Eleutherobin, a natural product, is an antimitotic agent that promotes the polymerization of stable microtubules. Although its mechanism of action is similar to that of Taxol, its structure is distinct. A structure-activity profile of synthetic eleutherobin derivatives that have modifications at C3, C8 and C15 was undertaken to define the structural requirements for microtubule stabilization and cross-resistance in Taxol-resistant cell lines.


The biological activity of five eleutherobin analogs was assessed using three techniques: (1) cytotoxicity and drug-resistance in three paired Taxol-sensitive and -resistant cell lines; (2) polymerization of microtubule protein in vitro in the absence of GTP and (3) induction of microtubule bundle formation in NIH3T3 cells.

__Stored data entries__:
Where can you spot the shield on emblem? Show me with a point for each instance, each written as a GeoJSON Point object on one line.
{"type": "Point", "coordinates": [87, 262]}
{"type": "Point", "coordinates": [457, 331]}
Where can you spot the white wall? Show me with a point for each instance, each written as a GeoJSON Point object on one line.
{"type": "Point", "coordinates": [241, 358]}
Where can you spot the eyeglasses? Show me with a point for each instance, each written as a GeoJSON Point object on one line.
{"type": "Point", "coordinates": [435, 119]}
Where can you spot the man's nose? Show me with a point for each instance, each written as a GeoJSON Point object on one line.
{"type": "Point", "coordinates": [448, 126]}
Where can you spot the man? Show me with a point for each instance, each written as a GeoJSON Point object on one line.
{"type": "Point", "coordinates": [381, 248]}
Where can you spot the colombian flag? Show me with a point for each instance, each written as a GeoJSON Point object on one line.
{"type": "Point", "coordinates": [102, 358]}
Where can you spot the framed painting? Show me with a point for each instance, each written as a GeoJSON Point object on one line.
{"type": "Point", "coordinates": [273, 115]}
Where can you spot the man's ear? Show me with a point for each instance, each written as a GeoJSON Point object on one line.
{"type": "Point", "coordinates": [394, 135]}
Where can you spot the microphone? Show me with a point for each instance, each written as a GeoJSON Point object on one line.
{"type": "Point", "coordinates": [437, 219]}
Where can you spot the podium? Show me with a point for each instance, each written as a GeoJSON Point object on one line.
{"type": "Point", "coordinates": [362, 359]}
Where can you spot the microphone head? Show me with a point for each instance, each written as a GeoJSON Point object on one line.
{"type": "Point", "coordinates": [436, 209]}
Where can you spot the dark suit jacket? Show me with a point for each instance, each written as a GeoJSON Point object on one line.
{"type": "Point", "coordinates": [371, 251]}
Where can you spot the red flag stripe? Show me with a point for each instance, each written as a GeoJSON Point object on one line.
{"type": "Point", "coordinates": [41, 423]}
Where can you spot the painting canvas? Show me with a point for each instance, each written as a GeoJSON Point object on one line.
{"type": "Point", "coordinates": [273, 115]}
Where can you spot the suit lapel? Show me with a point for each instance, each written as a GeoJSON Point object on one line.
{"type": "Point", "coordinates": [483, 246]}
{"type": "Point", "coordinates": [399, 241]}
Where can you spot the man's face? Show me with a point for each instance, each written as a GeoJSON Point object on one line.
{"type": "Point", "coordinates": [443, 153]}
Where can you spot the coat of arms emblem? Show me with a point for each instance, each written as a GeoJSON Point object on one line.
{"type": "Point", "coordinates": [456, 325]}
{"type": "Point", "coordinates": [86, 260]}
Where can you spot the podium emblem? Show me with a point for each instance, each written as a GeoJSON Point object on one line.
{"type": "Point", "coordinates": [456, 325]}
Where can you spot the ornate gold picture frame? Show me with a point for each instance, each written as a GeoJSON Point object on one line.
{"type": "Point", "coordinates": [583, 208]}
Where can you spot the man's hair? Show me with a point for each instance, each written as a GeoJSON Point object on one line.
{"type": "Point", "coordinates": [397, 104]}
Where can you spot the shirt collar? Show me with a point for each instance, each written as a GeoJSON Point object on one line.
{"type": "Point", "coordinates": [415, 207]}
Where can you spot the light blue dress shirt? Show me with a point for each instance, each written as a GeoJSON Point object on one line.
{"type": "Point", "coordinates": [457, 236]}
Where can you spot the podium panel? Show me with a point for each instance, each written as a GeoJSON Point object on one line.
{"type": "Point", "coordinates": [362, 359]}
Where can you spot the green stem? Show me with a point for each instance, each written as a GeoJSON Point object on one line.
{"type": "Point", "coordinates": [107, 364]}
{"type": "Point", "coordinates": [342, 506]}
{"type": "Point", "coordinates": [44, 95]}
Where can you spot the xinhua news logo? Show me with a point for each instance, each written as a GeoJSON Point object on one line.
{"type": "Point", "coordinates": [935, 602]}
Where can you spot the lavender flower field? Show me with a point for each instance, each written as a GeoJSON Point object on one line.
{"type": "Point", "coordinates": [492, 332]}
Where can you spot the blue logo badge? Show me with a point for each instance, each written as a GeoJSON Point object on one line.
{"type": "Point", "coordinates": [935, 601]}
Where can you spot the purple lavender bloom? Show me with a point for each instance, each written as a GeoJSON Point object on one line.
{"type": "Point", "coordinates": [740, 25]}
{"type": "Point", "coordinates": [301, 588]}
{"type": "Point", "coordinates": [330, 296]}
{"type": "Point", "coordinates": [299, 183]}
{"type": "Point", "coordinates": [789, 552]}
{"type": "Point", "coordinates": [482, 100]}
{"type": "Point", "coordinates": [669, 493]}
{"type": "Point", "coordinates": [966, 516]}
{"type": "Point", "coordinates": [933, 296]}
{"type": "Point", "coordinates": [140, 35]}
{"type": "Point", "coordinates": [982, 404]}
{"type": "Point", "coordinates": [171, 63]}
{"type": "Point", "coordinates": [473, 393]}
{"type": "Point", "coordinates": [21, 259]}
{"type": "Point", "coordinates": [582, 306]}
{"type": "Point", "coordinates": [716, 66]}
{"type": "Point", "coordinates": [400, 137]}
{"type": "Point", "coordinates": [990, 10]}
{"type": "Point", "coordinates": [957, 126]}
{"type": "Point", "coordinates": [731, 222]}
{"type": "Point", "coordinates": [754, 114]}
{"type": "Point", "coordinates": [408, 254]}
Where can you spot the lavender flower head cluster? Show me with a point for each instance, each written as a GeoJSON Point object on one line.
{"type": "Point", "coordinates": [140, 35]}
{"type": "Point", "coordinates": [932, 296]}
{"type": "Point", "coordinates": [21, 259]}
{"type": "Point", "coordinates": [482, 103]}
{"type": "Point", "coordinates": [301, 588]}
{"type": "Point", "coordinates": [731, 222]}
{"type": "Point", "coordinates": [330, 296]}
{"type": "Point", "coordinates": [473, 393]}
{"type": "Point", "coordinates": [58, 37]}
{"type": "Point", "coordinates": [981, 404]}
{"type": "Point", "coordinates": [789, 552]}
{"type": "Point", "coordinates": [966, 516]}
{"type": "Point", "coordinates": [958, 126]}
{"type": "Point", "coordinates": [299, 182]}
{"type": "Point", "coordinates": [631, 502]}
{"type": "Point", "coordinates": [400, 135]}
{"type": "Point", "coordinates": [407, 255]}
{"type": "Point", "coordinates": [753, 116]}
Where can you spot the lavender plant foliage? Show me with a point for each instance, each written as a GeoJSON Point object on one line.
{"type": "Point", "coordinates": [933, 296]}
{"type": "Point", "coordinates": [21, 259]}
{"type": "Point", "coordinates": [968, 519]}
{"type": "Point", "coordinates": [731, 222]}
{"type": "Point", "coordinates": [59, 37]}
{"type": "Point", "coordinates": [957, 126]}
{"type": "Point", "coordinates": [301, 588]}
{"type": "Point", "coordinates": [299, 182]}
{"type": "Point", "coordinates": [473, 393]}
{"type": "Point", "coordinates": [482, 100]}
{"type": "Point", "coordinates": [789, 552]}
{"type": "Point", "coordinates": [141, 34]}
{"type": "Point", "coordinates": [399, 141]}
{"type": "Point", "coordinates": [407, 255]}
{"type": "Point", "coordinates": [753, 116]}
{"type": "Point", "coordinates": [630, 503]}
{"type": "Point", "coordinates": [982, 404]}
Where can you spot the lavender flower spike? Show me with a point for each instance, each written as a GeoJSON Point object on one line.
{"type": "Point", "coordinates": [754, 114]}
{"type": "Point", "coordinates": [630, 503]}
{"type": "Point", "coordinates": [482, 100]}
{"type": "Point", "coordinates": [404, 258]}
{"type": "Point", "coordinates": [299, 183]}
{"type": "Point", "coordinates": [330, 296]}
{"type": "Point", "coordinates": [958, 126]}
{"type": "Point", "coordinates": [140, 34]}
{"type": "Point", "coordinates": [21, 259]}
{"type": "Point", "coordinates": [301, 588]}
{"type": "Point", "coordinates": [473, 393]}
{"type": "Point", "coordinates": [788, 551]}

__Questions__:
A: Decide whether each statement agrees with the eleutherobin passage, answering yes or no and quoting the words that decide it: (i) Eleutherobin differs from Taxol in structure. (ii) The polymerization of microtubule protein in vitro was carried out with GTP present. (iii) Five eleutherobin analogs had their biological activity assessed.
B: Pick up the eleutherobin passage after its final sentence and write the next paragraph.
The rows have no connection to the eleutherobin passage.

__Task-by-task answers__:
A:
(i) Yes: "its structure is distinct"
(ii) No: "in the absence of GTP"
(iii) Yes: "The biological activity of five eleutherobin analogs was assessed"

B:
Eleutherobin had an IC50 value comparable to that of Taxol, whereas neoeleutherobin, which has a carbohydrate domain that is enantiomeric with that of the parent compound, was less cytotoxic and had 69% of the maximum microtubule polymerization ability of eleutherobin. Both of these compounds exhibited cross-resistance in MDRI-expressing cell lines. Removal or replacement of the C15 sugar moiety resulted in reduced microtubule polymerization and cytotoxicity compared to eleutherobin and loss of cross-resistance in the cell lines SKVLB and J7-T3-1.6, both of which express high levels of P-glycoprotein. By contrast, removal of the urocanic acid group at C8 resulted in virtually complete abrogation of biological activity. The compound lost its ability to polymerize microtubules, and its cytotoxicity was reduced by a minimum of 2000-fold in lung carcinoma A549 cells.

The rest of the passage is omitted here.